Text shown
Ivan Popov (born 20 March 1990) is a Russian chess player. He was awarded the title Grandmaster by FIDE in 2007. 

In 2006 he won the "Vanya Somov Memorial – Young Stars of the World" tournament in Kirishi, Russia scoring 8½/11 points, half point ahead of Ian Nepomniachtchi.
Popov became Russian junior champion in 2007. In the same year, he also won the Under 18 division of the World Youth Chess Championships and finished as runner-up in the World Junior Chess Championship.

In 2012 Popov won the Moscow Chess Championship. The following year, he competed in the FIDE World Cup, where he was knocked out in the first round by Markus Ragger.

Supplied material

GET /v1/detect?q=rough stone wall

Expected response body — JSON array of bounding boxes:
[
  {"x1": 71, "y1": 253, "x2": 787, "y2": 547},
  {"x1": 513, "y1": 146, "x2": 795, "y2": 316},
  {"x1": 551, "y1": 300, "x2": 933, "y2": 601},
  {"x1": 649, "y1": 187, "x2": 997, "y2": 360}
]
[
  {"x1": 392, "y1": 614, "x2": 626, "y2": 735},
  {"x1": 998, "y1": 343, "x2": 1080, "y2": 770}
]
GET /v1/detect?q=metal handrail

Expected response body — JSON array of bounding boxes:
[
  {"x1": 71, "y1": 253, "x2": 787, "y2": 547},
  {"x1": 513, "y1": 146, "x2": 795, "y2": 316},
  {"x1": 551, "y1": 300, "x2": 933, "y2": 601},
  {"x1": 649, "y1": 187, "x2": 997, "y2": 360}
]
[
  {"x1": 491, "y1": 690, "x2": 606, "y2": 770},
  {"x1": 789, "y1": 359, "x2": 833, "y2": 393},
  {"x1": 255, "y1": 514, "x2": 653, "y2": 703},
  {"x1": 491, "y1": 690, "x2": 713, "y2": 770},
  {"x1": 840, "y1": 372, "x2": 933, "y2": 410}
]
--
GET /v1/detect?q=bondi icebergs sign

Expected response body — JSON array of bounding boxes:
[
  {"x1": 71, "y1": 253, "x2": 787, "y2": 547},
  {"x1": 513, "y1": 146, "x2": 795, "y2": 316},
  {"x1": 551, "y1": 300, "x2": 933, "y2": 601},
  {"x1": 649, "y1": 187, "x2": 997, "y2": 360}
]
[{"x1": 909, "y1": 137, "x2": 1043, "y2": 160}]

Problems
(a) Reproduce word for word the passage of the Ivan Popov biography from "In 2012 Popov" up to and including "by Markus Ragger.".
(b) Answer these questions from the Ivan Popov biography:
(i) In what year did FIDE award him the Grandmaster title?
(ii) What score did he make at the 2006 tournament in Kirishi?
(iii) Who knocked him out in the first round of the FIDE World Cup?

List of solutions
(a)
In 2012 Popov won the Moscow Chess Championship. The following year, he competed in the FIDE World Cup, where he was knocked out in the first round by Markus Ragger.

(b)
(i) 2007
(ii) 8½/11 points
(iii) Markus Ragger